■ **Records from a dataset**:

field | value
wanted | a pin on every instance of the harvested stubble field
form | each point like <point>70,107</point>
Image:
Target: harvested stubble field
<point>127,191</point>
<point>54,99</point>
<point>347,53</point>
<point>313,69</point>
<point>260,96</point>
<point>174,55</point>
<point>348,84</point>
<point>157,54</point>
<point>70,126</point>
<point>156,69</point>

■ **Your objective**: The output should restate the data exactly, with no line missing.

■ **Your solution**:
field | value
wanted | a pin on every instance of the harvested stubble field
form | each point like <point>70,107</point>
Image:
Target: harvested stubble field
<point>127,191</point>
<point>54,99</point>
<point>347,53</point>
<point>313,69</point>
<point>260,96</point>
<point>174,55</point>
<point>348,84</point>
<point>157,54</point>
<point>70,126</point>
<point>156,69</point>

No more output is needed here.